ЦИТИРУЕМЫЙ ОТРЫВОК:
....

В XVII в. форма рукоятки из слоновой кости часто копировалась с так называемого шотландского эфеса из оленьего рога или антилопы (об этом мы говорили выше). Обычно использовали два куска материала: из одного делали рукоятку, а из другого – гарду. Что касается эфесов из слоновой кости, то они покрывались изысканной резьбой на охотничьи темы, например собаки, нападающие на зайцев, оленей, медведей и львов. Их тела сложно переплетались в едином возбужденном порыве. Похожая техника использовалась и для группы круглых пороховниц, которые использовались вместе с определенными мечами и ружьями.
Прекрасные образцы первых саксонских сабель с рукоятками из слоновой кости выставлены в Метрополитен-музее в Нью-Йорке и Музее Виктории и Альберта в Лондоне. Если на рукоятках XVIII в. из слоновой кости встречается резьба, то она всегда превосходного качества. Отметим, что деликатные гарды из слоновой кости, подверженные механическим воздействиям, легко ломались и часто заменялись металлическими (фото 31).
На изделиях XVIII в. воспроизводились похожие сценки сражающихся животных, однако на некоторых рукоятках отразились и веяния времени, они впечатляют столбцами в духе барокко или рисунками в стиле рококо. На самых простых по модели, но искусных по форме рукоятках встречаются накладные пластинки из слоновой кости или рога, прикрепленные к хвостовику как захваты (фото 34).
Среди других материалов, охотно использовавшихся и становившихся предметом создания скульптурных работ, отметим рог и дерево. Самый необычный эфес из рога носорога прикреплен к сабле, изготовленной для Кристиана V Датского перед его восшествием на престол в 1670 г. Скорее всего, он был создан под влиянием рукояток с изображениями животных. Его создателем считается резчик по слоновой кости Якоб Йенсен Нордманд, который являлся и смотрителем Королевского арсенала, находившегося в замке Розенборг.
В европейских мечах не часто использовали рог носорога, поскольку этот материал, добывавшийся в Африке и на Востоке, ценился очень дорого, ибо считалось, что он обладает необычайными свойствами. Верили, что он способствует потенции и может помочь распознать яды, и именно этим объясняется широкое распространение чаш из рога носорога. Го Хун, известный даосский ученый IV в., полагал, что «когда человека ранят стрелой, пропитанной ядом, и он находится на пороге смерти, то следует слегка коснуться его раны рогом носорога, и тогда из раны появится пена, сам же он почувствует себя значительно лучше». В императорском хранилище в Токио хранятся тосу (поясные ножи) с рукоятками из рога носорога и ножны. Рукоятки кривых абиссинских мечей иногда также изготавливались из рога носорога.
Для изготовления европейских сабель использовались рога разных животных, правда, они редко покрывались резьбой. Так, у охотничьей сабли королевы Софии-Амелии, хранящейся в Розенборге, изготовленной примерно в 1650 г., великолепная золотая рукоятка, украшенная эмалью, однако сам захват сделан из простого полированного рога. В Розенборге также находится прекрасный покрытый серебром кинжал с захватом из черного (эбенового) дерева, он был подарен молодому Кристиану VII во время его визита во Францию в 1768 г. королем Людовиком XV.

....

ВЫДЕРЖКА ИЗ ДАННЫХ:
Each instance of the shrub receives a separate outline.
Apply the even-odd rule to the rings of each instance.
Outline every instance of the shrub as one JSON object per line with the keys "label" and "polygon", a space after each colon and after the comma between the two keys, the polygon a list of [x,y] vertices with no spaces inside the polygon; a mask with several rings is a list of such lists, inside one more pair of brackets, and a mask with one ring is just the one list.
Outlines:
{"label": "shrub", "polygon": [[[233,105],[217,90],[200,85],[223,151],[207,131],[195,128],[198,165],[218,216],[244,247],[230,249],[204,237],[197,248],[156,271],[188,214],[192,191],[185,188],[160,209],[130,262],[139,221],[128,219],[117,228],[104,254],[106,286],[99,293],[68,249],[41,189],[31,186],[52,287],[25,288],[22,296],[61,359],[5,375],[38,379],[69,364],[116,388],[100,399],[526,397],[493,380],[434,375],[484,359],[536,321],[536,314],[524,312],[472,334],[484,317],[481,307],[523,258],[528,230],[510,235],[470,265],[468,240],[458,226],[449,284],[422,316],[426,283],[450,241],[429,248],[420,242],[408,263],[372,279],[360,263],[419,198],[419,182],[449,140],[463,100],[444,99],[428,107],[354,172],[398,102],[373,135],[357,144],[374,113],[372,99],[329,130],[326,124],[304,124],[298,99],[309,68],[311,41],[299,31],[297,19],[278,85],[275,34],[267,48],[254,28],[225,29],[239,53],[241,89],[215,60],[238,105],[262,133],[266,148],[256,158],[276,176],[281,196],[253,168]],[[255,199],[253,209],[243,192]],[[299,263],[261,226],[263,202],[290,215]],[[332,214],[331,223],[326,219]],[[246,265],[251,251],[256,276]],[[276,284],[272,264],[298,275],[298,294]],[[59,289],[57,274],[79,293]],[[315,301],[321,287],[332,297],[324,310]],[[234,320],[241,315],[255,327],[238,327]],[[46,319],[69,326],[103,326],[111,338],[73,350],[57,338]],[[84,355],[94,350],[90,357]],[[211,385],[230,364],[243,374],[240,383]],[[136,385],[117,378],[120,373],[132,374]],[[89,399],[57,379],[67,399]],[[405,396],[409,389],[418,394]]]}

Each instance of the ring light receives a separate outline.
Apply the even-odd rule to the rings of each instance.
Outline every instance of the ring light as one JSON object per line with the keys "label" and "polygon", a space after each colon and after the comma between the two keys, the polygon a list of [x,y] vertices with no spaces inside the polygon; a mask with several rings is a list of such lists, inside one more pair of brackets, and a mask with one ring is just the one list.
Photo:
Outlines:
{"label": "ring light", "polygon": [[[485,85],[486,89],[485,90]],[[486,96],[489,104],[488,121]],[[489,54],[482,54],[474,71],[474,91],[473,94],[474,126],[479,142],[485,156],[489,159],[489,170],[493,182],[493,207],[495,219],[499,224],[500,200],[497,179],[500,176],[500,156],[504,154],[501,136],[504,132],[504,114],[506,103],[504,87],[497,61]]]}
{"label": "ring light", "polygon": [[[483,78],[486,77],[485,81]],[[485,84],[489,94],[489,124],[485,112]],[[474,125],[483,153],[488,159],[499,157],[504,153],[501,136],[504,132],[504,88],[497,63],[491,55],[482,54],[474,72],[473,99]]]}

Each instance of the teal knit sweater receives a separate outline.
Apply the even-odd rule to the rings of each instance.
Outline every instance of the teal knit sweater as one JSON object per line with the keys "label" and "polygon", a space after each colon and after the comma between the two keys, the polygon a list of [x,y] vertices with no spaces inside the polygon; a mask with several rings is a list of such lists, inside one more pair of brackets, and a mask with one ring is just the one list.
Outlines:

....

ЗАДАНИЕ:
Измените текст о рукоятках сабель в отрывке между «Среди других материалов, охотно» и «в замке Розенборг.» включительно: приведите этот отрывок заново, заменив «Самый необычный» на «Самый редкий».

РЕШЕНИЕ:
Среди других материалов, охотно использовавшихся и становившихся предметом создания скульптурных работ, отметим рог и дерево. Самый редкий эфес из рога носорога прикреплен к сабле, изготовленной для Кристиана V Датского перед его восшествием на престол в 1670 г. Скорее всего, он был создан под влиянием рукояток с изображениями животных. Его создателем считается резчик по слоновой кости Якоб Йенсен Нордманд, который являлся и смотрителем Королевского арсенала, находившегося в замке Розенборг.